• EXERCISE DIRECTIONS: Edit the material starting at the line that contains "Find the belt" and ending at the line that contains "(1161, 345)", changing "pin" to "mark" and leaving everything else unchanged. Leave the pictures out of your answer.

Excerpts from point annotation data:

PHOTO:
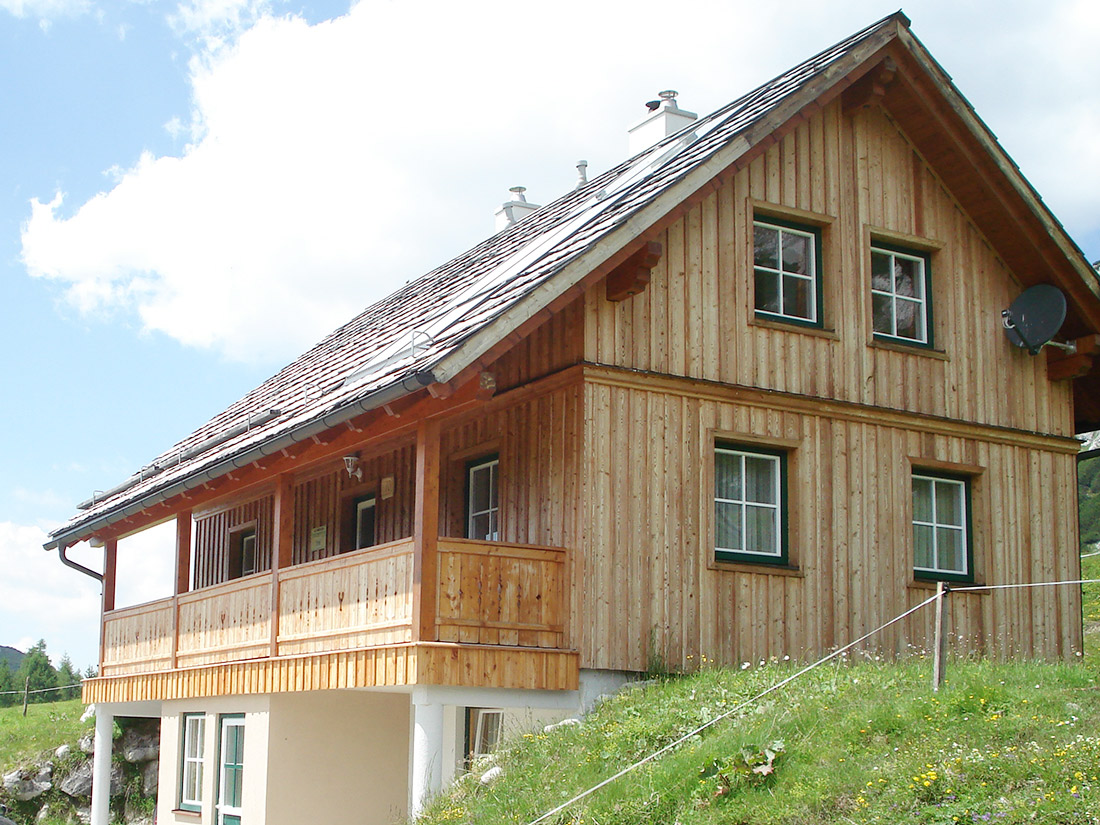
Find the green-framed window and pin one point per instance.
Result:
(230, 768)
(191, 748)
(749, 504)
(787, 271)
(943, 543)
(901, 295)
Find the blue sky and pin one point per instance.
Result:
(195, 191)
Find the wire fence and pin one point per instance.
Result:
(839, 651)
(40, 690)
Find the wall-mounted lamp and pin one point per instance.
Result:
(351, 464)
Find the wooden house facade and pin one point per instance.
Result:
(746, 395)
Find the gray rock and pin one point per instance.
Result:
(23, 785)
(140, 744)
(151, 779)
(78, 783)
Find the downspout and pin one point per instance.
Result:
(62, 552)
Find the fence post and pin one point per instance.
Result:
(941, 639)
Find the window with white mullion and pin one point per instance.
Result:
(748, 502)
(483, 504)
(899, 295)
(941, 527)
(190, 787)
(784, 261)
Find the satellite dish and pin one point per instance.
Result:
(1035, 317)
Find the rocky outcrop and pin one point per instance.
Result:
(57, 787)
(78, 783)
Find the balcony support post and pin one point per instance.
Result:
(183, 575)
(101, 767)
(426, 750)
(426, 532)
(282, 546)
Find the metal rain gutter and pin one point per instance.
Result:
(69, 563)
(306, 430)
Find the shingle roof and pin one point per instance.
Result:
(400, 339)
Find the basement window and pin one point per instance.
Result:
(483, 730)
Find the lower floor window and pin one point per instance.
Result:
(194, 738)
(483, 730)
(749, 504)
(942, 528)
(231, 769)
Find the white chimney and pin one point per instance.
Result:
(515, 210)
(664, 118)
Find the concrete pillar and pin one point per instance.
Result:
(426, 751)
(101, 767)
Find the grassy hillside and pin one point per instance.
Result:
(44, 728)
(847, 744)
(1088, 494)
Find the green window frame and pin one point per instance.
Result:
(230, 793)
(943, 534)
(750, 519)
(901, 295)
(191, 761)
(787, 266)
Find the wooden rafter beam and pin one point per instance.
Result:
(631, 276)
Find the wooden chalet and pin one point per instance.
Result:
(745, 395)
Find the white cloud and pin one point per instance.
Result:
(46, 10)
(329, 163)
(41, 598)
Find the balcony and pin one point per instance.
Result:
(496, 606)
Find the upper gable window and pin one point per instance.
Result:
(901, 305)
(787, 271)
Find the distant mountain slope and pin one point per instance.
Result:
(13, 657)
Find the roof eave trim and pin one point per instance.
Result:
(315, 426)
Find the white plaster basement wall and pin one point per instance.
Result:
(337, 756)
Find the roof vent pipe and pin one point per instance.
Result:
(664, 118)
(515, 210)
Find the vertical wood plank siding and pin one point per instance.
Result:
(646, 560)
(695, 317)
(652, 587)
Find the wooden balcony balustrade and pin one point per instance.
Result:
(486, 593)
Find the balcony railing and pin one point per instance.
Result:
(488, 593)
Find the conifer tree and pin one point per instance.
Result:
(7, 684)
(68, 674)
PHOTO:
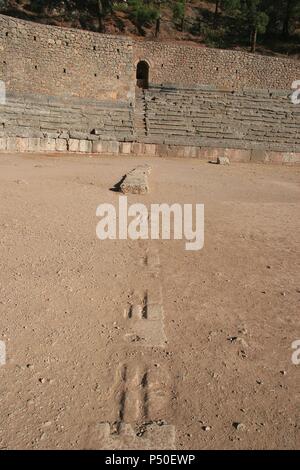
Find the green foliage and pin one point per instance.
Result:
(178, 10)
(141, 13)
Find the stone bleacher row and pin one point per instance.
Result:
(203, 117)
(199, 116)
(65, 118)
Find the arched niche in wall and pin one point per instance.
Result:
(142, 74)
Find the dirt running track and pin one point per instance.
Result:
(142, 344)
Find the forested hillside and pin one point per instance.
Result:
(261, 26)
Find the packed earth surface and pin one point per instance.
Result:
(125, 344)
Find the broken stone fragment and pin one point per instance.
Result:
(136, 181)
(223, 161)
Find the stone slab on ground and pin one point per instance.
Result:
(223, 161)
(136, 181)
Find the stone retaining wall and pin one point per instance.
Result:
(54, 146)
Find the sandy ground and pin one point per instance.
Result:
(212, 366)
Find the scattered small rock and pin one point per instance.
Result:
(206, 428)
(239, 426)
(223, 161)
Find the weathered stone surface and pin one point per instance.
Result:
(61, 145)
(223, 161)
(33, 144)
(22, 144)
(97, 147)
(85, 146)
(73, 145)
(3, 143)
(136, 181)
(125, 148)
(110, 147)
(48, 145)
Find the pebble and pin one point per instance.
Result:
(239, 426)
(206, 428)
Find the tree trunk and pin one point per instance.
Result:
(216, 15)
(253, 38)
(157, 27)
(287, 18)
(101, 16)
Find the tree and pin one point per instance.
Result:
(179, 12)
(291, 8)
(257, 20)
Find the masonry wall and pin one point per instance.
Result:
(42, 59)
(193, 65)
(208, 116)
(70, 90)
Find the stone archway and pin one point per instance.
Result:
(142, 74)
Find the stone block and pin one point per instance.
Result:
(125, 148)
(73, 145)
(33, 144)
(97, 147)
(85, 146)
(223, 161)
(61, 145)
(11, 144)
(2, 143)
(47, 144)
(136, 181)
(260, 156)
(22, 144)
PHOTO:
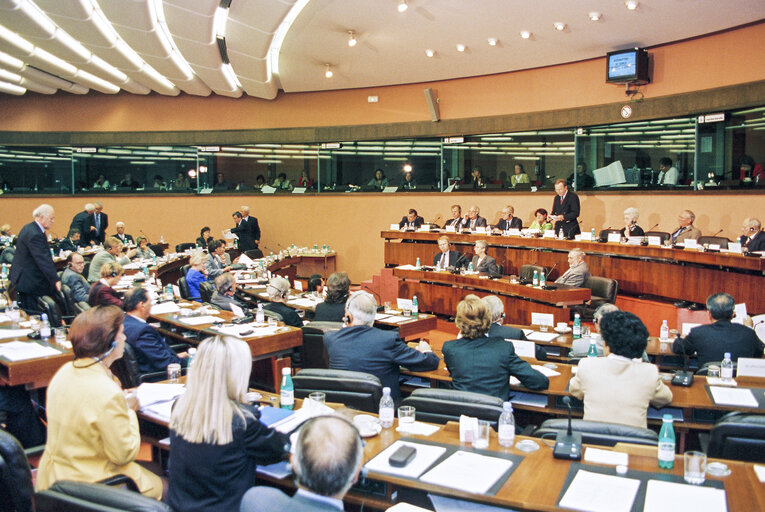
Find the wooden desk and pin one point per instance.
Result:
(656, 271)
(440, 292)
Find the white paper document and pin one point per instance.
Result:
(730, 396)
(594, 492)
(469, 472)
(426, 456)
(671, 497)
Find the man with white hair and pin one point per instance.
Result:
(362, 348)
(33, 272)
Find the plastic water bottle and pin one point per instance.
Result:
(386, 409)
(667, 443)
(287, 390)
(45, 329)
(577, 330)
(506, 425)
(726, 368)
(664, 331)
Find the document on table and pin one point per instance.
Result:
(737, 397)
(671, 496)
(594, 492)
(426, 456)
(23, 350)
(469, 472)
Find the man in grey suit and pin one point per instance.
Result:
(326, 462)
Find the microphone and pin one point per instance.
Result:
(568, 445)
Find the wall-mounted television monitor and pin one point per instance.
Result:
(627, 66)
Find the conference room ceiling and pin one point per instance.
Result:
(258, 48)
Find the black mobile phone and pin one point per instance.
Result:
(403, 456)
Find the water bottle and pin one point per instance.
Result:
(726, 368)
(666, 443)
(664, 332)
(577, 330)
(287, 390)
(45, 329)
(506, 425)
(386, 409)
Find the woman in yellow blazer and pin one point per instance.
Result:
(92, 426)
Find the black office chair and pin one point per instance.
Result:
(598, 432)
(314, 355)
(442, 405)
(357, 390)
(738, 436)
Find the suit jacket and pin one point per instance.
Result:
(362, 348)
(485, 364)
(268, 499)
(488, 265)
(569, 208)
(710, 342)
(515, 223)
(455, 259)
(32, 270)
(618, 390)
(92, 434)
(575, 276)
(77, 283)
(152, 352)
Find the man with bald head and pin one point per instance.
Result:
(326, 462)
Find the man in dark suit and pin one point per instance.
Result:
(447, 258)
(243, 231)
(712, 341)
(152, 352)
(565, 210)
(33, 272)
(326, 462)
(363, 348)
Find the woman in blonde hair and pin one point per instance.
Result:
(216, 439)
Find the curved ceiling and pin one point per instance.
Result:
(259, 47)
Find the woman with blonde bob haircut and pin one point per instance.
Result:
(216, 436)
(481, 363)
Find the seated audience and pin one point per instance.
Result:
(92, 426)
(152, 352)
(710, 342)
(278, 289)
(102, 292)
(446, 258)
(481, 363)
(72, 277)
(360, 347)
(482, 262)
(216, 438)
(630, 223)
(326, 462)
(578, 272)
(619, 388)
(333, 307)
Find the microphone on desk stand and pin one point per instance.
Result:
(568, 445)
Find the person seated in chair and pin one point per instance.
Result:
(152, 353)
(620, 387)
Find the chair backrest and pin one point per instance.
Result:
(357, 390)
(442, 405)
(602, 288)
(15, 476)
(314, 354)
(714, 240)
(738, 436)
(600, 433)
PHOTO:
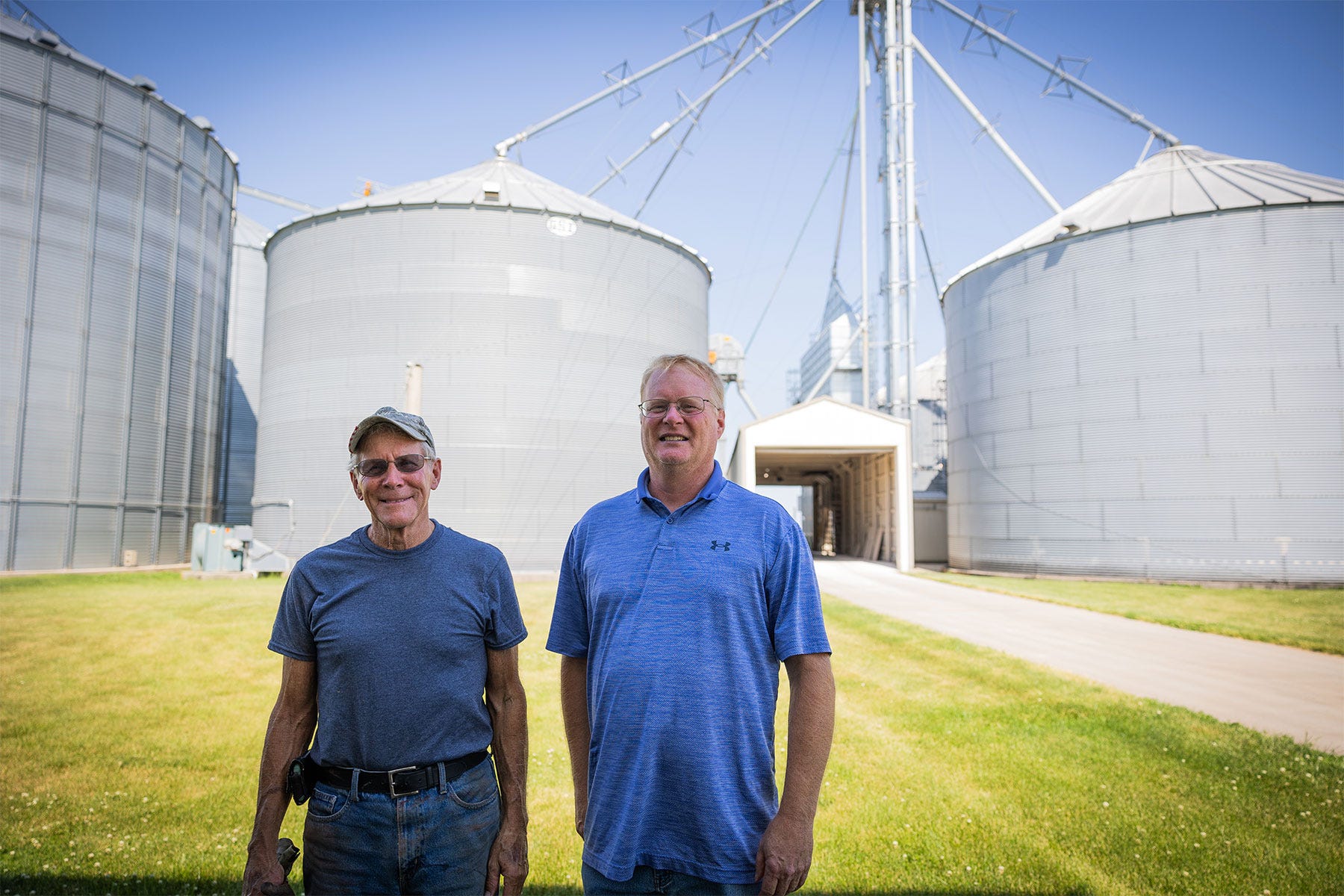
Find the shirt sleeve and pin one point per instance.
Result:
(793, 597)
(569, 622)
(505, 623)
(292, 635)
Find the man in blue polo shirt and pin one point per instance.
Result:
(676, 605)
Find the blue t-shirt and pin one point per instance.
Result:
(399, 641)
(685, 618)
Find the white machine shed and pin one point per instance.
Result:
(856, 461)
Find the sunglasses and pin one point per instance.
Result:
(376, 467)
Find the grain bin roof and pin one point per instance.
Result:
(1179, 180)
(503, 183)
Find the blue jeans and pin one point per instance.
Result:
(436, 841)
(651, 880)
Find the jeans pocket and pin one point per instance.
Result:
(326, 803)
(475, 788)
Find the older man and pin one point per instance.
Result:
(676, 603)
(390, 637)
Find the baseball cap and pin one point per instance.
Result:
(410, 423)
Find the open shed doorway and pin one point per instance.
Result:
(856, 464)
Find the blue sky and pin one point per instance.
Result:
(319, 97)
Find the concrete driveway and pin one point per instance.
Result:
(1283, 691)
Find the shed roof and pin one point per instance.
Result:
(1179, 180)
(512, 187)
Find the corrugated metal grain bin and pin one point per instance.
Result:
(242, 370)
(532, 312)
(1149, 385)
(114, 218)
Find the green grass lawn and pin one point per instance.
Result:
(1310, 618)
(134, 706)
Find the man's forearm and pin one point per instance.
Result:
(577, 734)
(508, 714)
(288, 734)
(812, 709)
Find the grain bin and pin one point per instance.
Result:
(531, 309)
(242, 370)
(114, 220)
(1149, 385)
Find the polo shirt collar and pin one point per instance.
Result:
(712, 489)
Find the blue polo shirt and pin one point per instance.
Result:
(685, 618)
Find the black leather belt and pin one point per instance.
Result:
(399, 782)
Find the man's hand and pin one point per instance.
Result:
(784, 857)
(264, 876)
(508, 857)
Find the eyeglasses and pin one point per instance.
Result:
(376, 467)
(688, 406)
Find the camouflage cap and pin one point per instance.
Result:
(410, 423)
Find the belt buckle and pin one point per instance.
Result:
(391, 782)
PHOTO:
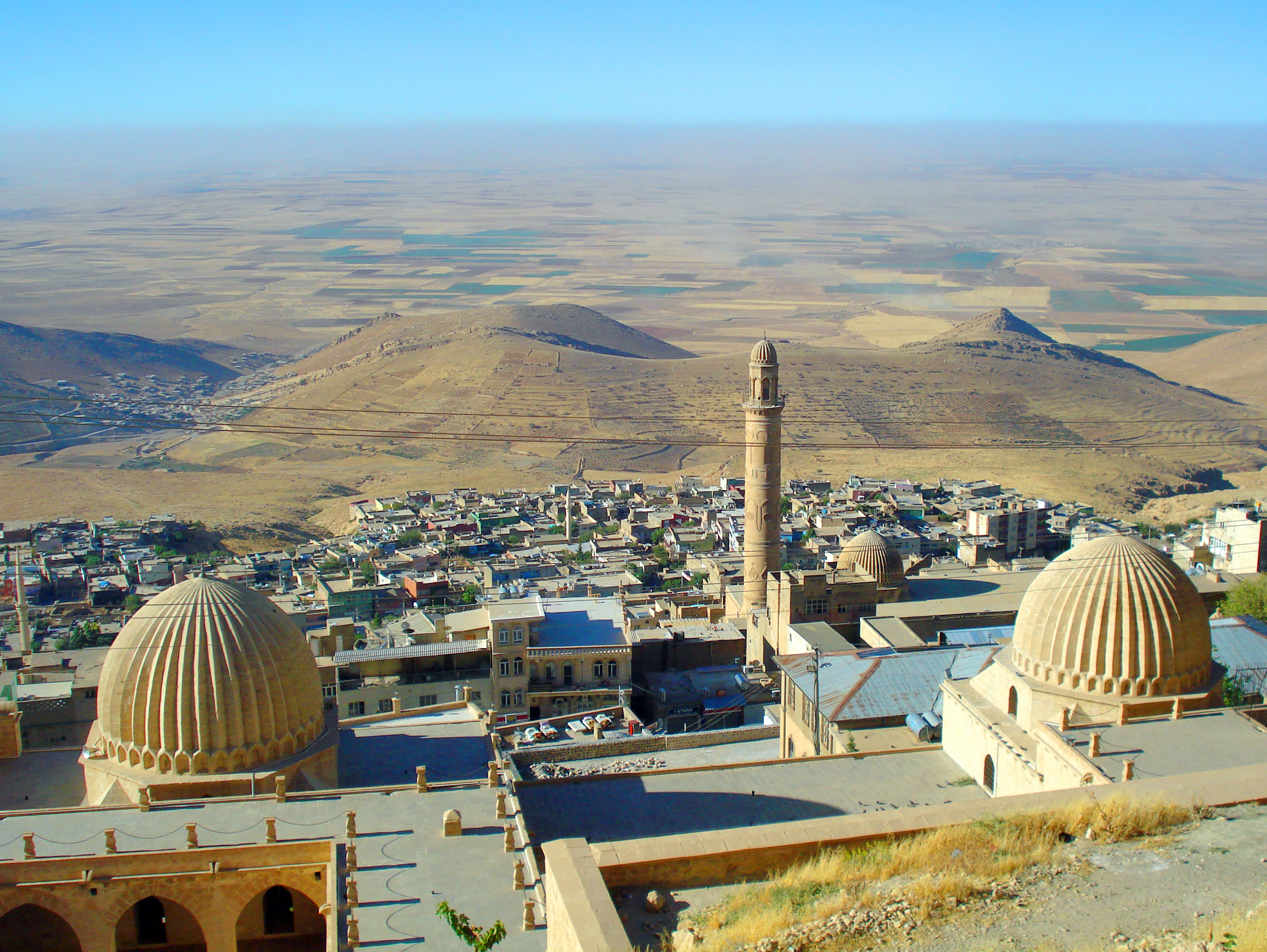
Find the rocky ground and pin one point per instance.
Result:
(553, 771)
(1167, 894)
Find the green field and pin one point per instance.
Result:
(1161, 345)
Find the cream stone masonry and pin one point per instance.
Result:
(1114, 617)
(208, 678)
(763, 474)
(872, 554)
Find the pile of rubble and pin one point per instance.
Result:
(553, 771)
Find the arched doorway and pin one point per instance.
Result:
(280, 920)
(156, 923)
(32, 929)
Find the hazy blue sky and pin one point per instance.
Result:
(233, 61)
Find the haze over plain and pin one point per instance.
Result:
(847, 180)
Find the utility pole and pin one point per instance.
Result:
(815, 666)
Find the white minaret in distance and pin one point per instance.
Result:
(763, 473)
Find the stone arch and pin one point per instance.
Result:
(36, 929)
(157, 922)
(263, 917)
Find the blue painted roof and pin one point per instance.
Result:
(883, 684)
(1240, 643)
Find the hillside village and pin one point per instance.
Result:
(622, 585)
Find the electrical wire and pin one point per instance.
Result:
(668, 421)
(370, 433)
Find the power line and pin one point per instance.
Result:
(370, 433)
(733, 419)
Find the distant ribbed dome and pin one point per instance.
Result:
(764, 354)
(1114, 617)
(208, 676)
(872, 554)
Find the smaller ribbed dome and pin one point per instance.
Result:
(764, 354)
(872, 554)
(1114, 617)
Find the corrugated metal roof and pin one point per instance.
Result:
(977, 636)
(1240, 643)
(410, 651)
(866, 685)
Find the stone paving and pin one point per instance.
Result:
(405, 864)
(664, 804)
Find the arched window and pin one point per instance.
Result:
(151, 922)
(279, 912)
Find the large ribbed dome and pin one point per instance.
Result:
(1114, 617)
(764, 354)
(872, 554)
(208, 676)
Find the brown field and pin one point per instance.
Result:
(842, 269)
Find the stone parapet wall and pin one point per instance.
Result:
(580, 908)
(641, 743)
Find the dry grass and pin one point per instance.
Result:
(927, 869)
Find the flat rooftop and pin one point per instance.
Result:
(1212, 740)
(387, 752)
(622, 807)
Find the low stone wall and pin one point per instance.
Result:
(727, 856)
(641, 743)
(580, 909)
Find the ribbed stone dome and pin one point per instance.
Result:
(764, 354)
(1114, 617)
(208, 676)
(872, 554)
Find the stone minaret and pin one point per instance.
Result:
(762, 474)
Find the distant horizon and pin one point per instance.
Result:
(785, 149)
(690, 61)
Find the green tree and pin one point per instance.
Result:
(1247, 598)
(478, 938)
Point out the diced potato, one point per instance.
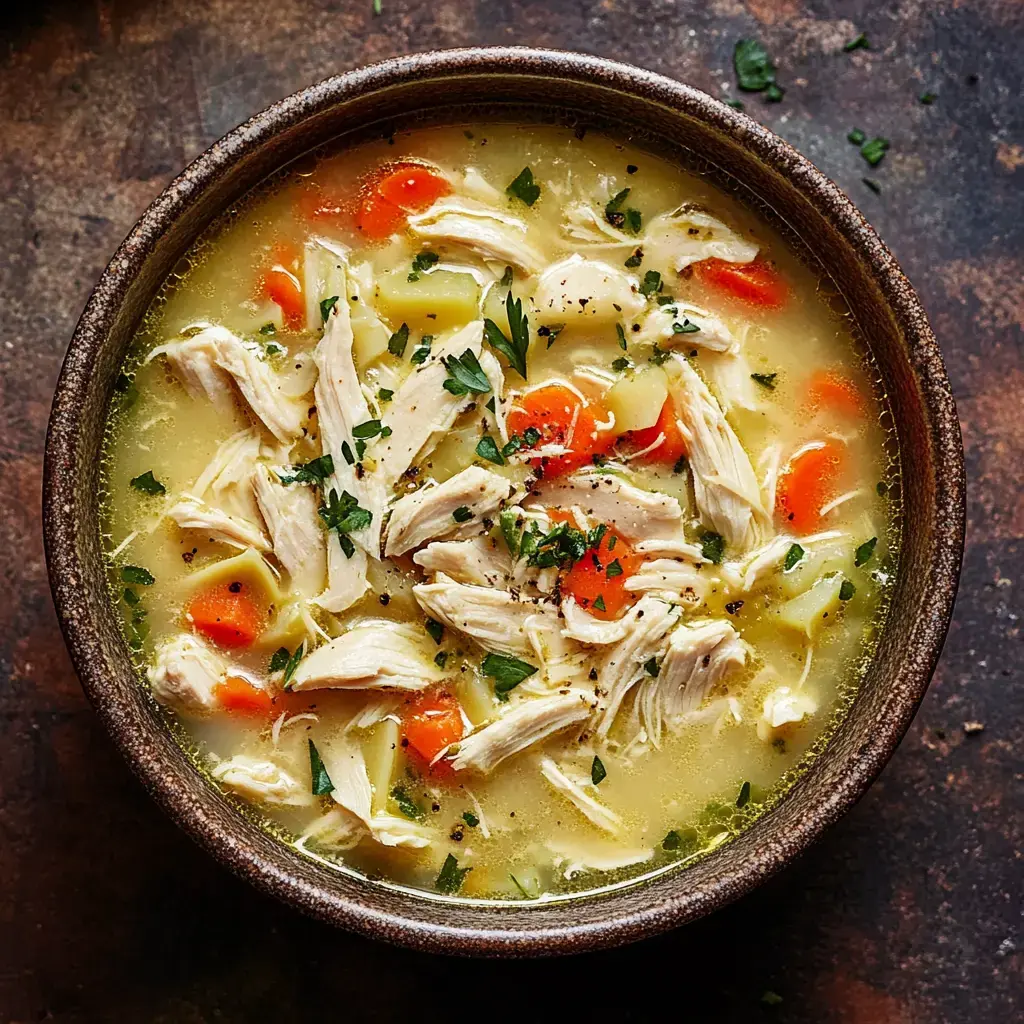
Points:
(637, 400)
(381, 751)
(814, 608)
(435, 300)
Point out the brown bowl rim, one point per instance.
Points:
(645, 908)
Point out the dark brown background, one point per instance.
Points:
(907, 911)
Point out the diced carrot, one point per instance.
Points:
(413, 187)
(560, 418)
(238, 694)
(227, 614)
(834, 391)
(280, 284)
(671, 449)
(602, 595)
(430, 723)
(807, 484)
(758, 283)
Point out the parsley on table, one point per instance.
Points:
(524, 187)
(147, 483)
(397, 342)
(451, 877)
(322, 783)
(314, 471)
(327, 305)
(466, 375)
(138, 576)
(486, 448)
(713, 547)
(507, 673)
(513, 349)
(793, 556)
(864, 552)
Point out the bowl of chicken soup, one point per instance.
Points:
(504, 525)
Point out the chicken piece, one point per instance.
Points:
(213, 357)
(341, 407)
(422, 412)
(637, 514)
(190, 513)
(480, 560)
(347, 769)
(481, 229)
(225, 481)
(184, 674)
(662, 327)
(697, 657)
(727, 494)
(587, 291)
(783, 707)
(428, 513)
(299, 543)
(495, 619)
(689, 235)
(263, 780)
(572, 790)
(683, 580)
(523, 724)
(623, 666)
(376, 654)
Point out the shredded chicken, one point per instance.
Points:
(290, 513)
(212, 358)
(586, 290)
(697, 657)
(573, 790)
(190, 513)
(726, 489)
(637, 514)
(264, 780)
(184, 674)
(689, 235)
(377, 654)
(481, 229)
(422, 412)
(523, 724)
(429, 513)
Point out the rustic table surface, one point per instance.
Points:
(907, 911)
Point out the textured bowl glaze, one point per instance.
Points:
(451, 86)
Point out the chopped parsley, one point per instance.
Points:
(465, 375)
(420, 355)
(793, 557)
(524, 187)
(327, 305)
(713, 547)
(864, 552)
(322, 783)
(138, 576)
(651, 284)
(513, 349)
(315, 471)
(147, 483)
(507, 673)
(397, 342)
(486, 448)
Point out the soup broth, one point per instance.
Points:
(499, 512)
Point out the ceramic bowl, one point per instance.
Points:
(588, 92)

• RESPONSE TO THIS EXERCISE:
Find the belt buckle and mark one point per instance.
Result:
(391, 782)
PHOTO:
Find the rocky ground and mark one point per instance.
Result:
(553, 771)
(1167, 894)
Find the green field and mark one point per instance.
Result:
(1161, 345)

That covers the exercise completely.